Annotated coordinate records:
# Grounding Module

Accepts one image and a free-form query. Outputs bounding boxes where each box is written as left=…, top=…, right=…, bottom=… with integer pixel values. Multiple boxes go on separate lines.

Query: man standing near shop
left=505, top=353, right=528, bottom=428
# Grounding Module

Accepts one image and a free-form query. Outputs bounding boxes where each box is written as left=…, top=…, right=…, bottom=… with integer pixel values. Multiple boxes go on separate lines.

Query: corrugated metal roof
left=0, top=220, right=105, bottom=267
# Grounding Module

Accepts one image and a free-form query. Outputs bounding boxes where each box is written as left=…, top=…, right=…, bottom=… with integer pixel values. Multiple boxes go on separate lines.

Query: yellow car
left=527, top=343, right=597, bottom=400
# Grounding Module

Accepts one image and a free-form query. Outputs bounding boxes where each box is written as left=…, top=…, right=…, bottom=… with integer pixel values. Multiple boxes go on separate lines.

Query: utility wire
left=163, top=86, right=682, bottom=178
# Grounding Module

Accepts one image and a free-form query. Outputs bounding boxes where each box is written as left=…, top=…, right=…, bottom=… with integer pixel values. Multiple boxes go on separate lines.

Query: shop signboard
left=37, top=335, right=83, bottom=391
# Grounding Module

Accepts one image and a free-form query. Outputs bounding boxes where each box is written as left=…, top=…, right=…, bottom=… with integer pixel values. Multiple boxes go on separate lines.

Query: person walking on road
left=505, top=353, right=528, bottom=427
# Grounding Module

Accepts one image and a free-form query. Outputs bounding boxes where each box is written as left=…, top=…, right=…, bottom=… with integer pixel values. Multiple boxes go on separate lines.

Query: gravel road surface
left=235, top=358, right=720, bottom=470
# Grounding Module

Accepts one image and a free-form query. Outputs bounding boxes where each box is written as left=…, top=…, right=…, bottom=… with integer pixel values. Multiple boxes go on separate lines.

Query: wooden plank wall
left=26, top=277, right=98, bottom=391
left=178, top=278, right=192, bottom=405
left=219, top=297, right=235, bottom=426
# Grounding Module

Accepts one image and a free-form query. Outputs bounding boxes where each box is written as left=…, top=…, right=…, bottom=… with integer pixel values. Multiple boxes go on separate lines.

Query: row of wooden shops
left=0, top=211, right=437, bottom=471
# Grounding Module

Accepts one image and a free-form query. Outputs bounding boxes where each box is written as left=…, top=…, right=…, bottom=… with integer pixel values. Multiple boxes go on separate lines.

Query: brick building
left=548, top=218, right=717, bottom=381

Exercise details >> Report how many lines of the material contain the string "road", counting case-sensitively. Give only the number.

Output for this task >> 2